## Problem A
Answer these questions from the interview transcript, each on its own line:
(i) Which outlet published the story about the Trump Organization's property valuations?
(ii) What are the titles of Johnny Dwyer's two books?
(iii) According to JS, since what year has the unemployment rate not been this low?
## Problem B
Translate this sentence from the interview transcript into Spanish: "And we are supposed to advocate for transparency when others aren’t going to do it."
## Problem C
Continue the interview transcript from its last line.

## Excerpt provided

:::::

But as reporters, we can’t take anything at face value. And that’s sort of an affront to our role in the process. So I think doing things like seeking the unsealing of cooperators records, whether it’s Felix Sater, or whether it’s an unknown cooperator in another national security case, it’s important because we have this adversarial system of justice. And it’s not just the prosecution and the defense, and the press has this role in it. And we are supposed to advocate for transparency when others aren’t going to do it.
JS: What cases do you think are most dangerous for Donald Trump, the man, the individual? Yes, he’s president now but if you were sort of handicapping this, what are the cases that are most interesting to follow as we explore the question of whether Trump has committed crimes?
JD: Propublica did a great story this past week involving essentially fraud that the Trump Organization has put forward regarding their properties and ownership and the valuations of those properties on tax documents then on loan applications. And this is something I actually asked Felix Sater about, “What is it with overstating the value of your assets?” And he said, “This is how it’s done. This is real estate business 101. Whenever you’re seeking financing on a private property, of course, you’re going to overstate the value of the assets. That’s how you open the negotiation. And then the bank comes back.” Well, I don’t think federal prosecutors see it that way. I think they see that as potential grist for a fraud charge, whether that’s a viable case, I don’t know. But I look at that — and you have all the paper, you have the people — and I think that’s enough to make a case. Again, going back to the size of the target, I think there’s a real reticence within our culture, to go after these big targets. And you saw it with the Mueller investigation, and I think whether Trump leaves office and sort of loses his immunity, whether that will happen, I would be very surprised.
JS: Johnny Dwyer, thank you very much for your work, and thanks for being here with us.
JD: Thank you.
JS: Johnny Dwyer is an investigative journalist and adjunct professor at Arthur L. Carter Journalism Institute at NYU. He is the author of two books, “The Districts” and “American Warlord.” His latest piece at theintercept.com is called “Rudy Giuliani Turned NY’s Southern District Into a Spin Machine. His Legacy is Coming Back to Haunt Him.“
DJT: Last month, unemployment reached its lowest level in 51 years.
We’ve created 6.4 million new jobs. Just last month, unemployment reached the lowest rate in over 50 years.
Since my election, and everybody in the fake news would’ve said, that’s absolutely impossible.
JS: Donald Trump sings his own praises about well, a lot of things, including the unemployment rate. It is lower than it has ever been since 1969 at around 3.5 percent. But there’s a lot the unemployment rate doesn’t reveal, such as the number of people who’ve stopped looking for work all together and the quality of jobs available. Much of the landscape is made up of low-wage service sector jobs.
My next guest, journalist Emily Guendelsberger went undercover to better understand the challenges low-wage workers are facing in this country. Here she is sharing what some Amazon employees told her:
Emily Guendelsberger: “People say, ‘Well, I’ve worked for such-and-such warehouse, surely it’s not that different—’ No, it is different. It’s downright dehumanizing.”

:::::

## Recorded data
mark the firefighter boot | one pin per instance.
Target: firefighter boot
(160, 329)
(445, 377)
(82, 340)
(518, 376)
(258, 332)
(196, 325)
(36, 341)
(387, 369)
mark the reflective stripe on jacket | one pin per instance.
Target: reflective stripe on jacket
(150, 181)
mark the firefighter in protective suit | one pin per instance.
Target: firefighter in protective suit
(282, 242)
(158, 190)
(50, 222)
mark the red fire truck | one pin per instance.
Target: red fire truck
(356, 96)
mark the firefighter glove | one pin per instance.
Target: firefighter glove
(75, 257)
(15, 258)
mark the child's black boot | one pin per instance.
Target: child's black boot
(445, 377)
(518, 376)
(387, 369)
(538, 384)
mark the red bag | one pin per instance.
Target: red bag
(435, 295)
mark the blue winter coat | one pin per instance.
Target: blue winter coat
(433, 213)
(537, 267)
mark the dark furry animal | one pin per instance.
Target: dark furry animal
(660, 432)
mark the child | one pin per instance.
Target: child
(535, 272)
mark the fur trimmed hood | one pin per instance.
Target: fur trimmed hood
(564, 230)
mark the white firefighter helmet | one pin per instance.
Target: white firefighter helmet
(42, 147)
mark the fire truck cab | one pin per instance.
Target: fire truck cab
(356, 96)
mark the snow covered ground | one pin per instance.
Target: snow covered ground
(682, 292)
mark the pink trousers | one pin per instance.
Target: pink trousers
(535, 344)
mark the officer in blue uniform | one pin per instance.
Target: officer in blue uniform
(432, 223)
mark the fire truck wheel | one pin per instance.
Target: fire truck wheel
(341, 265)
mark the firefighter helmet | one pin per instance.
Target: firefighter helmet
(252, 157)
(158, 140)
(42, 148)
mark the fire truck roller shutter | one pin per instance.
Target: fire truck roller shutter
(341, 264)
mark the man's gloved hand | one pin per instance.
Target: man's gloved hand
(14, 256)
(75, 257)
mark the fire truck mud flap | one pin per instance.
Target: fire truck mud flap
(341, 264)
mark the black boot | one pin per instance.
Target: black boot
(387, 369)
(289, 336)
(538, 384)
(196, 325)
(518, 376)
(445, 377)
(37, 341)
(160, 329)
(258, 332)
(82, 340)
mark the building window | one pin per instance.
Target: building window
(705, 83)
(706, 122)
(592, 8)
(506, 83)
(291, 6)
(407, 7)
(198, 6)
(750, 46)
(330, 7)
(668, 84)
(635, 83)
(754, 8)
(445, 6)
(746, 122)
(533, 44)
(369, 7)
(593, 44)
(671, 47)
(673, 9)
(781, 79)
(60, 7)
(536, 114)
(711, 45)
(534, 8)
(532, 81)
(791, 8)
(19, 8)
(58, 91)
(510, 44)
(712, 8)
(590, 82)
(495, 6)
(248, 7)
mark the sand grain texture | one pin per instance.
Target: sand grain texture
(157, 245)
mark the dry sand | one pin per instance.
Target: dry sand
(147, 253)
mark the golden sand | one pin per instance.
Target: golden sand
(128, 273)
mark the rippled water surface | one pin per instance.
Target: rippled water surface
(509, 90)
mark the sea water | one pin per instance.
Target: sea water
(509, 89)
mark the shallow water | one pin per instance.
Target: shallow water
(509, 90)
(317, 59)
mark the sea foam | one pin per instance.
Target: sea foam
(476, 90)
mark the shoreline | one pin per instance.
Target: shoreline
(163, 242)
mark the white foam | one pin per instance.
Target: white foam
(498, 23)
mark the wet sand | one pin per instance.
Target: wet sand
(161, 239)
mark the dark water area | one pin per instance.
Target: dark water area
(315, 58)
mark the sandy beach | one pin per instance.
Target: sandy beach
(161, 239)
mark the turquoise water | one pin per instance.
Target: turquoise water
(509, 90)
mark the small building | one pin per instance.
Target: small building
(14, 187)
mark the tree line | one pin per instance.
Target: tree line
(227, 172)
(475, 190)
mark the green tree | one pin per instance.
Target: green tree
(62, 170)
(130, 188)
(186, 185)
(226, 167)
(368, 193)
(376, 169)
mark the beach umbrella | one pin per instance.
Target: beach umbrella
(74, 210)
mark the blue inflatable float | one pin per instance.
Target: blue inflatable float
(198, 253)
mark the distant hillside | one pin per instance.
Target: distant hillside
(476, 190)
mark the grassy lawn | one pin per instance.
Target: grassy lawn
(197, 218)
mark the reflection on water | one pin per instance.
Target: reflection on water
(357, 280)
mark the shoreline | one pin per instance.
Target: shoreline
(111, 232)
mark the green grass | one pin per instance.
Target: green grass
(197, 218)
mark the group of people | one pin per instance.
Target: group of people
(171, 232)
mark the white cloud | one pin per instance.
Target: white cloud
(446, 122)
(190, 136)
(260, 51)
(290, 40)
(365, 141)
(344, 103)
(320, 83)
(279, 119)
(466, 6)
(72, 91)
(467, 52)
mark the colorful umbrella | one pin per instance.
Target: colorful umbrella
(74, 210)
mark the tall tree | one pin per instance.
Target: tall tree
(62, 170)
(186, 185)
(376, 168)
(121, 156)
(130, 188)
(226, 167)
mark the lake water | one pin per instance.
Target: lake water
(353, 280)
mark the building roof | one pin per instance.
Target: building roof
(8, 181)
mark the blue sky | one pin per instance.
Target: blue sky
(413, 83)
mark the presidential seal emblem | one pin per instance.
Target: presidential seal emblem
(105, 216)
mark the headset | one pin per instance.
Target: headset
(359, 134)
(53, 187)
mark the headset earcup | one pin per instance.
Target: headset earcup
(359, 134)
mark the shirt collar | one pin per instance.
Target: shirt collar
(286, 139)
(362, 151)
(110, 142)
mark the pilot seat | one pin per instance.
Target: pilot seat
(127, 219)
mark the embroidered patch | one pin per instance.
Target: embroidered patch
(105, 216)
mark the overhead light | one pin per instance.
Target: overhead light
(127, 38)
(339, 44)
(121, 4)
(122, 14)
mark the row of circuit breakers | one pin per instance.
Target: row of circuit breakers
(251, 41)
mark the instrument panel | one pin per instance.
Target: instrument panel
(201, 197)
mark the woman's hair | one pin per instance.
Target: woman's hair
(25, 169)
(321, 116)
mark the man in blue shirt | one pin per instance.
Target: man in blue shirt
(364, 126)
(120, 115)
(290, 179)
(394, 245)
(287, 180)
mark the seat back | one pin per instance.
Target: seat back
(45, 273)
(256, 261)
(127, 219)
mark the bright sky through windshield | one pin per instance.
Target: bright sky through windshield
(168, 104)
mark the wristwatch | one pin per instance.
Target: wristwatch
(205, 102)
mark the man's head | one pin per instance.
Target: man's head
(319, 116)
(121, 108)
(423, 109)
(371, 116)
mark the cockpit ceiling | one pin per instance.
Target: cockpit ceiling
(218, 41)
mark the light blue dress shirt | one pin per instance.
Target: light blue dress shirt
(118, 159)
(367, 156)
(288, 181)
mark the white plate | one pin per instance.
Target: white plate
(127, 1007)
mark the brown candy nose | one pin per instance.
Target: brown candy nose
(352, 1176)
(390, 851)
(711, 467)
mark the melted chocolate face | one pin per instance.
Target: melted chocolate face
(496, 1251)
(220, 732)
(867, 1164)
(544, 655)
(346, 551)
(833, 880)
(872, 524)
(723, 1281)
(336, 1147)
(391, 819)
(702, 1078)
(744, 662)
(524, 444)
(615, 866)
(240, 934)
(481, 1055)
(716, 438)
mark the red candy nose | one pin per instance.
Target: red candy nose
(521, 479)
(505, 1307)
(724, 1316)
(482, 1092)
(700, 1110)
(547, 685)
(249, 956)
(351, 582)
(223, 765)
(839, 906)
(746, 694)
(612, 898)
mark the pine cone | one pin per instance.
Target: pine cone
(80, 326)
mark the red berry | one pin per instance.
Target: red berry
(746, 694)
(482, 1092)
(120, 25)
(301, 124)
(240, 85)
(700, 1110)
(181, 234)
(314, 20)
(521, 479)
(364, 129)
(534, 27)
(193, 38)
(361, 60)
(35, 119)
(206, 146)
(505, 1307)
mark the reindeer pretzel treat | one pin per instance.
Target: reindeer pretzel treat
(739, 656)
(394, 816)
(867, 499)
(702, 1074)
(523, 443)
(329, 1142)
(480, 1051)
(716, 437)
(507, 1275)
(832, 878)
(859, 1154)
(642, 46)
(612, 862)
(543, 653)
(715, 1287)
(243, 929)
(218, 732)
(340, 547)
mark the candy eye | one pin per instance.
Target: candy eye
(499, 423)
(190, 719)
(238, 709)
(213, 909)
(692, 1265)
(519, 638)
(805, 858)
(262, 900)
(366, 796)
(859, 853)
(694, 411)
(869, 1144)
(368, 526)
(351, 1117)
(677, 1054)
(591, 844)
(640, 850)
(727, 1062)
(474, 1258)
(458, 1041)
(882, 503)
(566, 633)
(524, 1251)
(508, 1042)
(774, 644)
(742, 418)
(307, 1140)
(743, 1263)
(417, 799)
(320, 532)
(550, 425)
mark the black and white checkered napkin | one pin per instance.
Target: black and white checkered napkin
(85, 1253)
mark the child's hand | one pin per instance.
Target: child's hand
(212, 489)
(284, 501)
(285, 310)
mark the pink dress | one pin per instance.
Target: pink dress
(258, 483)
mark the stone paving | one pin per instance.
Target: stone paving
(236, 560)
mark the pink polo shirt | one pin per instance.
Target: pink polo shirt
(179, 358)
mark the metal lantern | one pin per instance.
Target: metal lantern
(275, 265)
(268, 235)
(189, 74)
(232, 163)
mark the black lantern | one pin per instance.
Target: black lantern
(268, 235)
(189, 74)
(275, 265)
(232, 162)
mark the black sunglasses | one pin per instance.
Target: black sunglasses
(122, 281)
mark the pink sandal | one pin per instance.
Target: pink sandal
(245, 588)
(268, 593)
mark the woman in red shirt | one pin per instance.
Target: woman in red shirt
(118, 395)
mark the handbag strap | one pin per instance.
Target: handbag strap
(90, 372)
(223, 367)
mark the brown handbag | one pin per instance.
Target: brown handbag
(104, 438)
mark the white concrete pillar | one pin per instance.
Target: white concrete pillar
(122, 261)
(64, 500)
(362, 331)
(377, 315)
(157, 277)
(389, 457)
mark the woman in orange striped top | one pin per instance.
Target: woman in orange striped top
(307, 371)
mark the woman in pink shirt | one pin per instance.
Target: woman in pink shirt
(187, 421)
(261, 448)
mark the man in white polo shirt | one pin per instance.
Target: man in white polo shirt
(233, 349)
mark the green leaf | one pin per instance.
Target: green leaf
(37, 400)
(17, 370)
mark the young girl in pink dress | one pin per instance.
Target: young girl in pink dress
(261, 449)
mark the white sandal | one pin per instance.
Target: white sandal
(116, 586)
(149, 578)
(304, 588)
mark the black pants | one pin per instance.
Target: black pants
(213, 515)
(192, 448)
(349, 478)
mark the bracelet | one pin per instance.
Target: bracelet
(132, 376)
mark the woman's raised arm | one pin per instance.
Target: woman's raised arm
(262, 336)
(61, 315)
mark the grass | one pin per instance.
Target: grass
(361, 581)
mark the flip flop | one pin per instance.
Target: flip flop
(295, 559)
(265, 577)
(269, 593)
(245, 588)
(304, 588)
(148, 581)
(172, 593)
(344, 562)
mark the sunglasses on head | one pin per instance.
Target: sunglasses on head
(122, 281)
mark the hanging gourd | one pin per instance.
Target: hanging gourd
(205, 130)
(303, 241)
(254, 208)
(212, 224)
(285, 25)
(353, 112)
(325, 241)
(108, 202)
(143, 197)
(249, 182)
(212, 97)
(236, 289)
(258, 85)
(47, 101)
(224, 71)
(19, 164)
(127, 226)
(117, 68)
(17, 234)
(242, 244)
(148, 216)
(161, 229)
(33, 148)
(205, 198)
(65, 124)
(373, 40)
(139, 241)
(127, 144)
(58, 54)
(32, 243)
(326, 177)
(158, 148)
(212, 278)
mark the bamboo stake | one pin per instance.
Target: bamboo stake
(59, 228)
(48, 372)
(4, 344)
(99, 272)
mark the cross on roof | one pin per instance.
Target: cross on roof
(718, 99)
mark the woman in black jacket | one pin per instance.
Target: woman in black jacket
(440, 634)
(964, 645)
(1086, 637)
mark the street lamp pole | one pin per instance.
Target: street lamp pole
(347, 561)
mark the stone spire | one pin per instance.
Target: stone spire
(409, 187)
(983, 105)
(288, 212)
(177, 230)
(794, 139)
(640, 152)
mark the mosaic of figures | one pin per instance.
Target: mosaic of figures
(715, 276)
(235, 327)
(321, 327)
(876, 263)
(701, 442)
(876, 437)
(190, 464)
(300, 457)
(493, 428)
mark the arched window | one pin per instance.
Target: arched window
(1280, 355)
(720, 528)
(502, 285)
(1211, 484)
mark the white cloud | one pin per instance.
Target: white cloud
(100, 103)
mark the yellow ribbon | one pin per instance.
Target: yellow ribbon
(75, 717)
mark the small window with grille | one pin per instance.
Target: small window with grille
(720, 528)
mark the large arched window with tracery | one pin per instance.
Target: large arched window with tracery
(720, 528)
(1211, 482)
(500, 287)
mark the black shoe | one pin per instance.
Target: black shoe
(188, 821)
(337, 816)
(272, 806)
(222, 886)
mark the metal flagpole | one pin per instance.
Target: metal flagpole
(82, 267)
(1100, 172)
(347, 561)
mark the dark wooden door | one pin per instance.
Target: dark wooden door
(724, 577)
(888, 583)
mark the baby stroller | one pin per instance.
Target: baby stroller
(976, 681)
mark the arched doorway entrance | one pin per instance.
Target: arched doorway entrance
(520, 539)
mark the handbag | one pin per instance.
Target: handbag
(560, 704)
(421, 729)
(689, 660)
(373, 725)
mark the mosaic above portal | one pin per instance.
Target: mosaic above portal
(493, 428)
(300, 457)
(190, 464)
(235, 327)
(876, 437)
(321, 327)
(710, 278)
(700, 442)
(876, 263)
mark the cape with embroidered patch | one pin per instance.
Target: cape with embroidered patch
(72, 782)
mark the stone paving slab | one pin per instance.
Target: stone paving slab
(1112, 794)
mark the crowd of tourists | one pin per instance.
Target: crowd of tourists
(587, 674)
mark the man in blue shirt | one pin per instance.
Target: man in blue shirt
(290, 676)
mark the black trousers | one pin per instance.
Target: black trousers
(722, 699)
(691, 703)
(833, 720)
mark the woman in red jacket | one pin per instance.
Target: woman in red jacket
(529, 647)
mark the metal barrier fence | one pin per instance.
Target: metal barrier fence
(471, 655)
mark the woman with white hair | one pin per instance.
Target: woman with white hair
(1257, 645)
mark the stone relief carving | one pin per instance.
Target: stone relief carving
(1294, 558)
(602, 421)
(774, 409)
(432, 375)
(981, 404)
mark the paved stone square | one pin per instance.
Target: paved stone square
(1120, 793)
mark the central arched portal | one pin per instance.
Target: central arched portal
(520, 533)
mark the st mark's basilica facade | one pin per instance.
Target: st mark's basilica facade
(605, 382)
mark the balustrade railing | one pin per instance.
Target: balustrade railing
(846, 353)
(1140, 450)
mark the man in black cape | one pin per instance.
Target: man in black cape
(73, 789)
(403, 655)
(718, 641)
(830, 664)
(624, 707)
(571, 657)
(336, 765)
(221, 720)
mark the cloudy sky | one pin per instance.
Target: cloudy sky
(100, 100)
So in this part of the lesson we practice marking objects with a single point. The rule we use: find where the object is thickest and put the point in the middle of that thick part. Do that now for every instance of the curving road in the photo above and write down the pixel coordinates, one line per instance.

:::::

## Written answer A
(i) Propublica
(ii) "The Districts" and "American Warlord"
(iii) 1969

## Written answer B
Y se supone que debemos abogar por la transparencia cuando otros no lo van a hacer.

## Written answer C
“Worst job I’ve ever had, and I worked at a goddamn McDonald’s.”
“I’ve never seen psychological abuse anywhere like I’ve seen at Amazon.”
“The temp agencies that Amazon uses are atrocious. They absolutely treat you like human waste.”
“There’s no room for getting tired.”
“The pay and benefits are usually good, but it’s just not worth it if you don’t like being a complete robot.”
JS: Emily Guendelsberger documents her experience working at Amazon, at McDonalds, and at the mega-call center company Convergys. It’s all in her new book, “On the Clock, What Low-Wage Work Did to Me and How It Drives America Insane.” She joins me now to discuss what these companies’ business practices reveal about the future of work.
Emily Guendelsberger, welcome to Intercepted.
EG: Hey, how’s it going?
JS: What was your motivation when you approached writing this book?
EG: Before my newspaper went out of business in 2015, I had just done this very long piece on Uber, did something similar. I went undercover, like “undercover” with quotes because it’s not like, you know, you have to make anything up. They just hire kind of everybody.
JS: Right, you weren’t wearing like a fake mustache?
EG: No. Uber was coming into Philly’s market at that time and they were doing so without approval from you know, government or whatever. So they were just kind of like barging their way in and their defense of this was like, we’re creating doing really good jobs, like the average Uber driver, they make 90 grand a year. And I was like, no, like, that is not true, that cannot be true. Because whenever I would, you know, take one of these, it was exactly the same people that were driving cabs, they had just switched platforms. And they all, when I talked to them, complained about making much less money than they used to, which before was not like 120 grand. You know, it was already, you know, 50 or 60, maybe if they were, you know, working a lot.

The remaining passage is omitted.